• Your objective: Copy out every line in the records below that contains the string "seat". Letter case must match.

• Provided data:
(begin)
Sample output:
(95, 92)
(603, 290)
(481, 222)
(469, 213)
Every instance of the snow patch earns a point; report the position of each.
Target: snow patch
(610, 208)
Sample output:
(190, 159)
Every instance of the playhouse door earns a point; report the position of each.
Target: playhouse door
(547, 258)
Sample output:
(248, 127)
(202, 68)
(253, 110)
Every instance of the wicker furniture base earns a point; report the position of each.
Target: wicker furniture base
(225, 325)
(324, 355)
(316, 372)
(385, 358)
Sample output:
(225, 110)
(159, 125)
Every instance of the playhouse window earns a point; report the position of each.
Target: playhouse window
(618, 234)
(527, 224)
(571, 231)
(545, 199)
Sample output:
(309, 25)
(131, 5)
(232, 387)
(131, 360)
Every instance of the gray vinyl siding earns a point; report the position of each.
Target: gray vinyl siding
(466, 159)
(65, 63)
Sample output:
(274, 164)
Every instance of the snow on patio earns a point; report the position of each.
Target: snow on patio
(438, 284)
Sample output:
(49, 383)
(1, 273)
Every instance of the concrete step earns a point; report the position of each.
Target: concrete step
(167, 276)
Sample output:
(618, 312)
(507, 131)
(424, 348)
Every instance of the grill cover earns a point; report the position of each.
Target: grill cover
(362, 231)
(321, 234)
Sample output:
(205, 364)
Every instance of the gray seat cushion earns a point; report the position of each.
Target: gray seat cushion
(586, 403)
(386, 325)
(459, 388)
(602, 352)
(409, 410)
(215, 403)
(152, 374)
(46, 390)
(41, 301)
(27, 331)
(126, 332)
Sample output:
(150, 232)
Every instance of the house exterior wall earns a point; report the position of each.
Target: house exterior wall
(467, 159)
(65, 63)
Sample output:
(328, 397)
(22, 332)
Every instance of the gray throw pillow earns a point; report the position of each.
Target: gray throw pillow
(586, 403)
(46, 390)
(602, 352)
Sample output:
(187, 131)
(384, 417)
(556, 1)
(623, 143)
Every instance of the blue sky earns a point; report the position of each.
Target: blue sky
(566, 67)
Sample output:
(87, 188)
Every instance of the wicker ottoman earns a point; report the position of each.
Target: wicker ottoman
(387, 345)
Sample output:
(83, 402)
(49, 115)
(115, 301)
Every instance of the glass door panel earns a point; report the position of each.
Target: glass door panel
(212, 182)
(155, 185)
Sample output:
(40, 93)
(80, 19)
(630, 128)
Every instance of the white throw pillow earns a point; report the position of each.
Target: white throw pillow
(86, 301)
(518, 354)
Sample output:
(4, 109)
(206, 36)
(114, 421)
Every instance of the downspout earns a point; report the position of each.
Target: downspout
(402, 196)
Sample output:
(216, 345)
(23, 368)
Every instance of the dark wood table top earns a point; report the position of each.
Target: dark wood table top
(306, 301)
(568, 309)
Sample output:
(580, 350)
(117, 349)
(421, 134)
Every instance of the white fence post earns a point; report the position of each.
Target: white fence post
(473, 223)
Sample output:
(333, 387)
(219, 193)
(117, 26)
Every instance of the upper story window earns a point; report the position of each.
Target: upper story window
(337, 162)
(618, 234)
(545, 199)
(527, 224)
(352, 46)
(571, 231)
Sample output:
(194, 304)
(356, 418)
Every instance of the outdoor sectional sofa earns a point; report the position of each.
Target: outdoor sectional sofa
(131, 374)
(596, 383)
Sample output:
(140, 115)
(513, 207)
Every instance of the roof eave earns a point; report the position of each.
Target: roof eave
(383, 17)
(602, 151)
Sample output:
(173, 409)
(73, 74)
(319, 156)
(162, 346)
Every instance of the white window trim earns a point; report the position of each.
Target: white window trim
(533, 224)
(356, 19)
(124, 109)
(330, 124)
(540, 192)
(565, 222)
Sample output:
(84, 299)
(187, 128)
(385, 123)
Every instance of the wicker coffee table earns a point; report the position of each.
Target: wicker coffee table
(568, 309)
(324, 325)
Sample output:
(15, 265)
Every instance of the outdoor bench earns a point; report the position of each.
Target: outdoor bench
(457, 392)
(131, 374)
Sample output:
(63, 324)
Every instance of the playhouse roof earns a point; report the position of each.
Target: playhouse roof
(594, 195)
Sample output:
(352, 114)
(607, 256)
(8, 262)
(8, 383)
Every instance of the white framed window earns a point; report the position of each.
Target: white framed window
(end)
• Solution to this problem:
Every instance of the gray seat cushion earns a point; report the position of each.
Target: gray seat cushion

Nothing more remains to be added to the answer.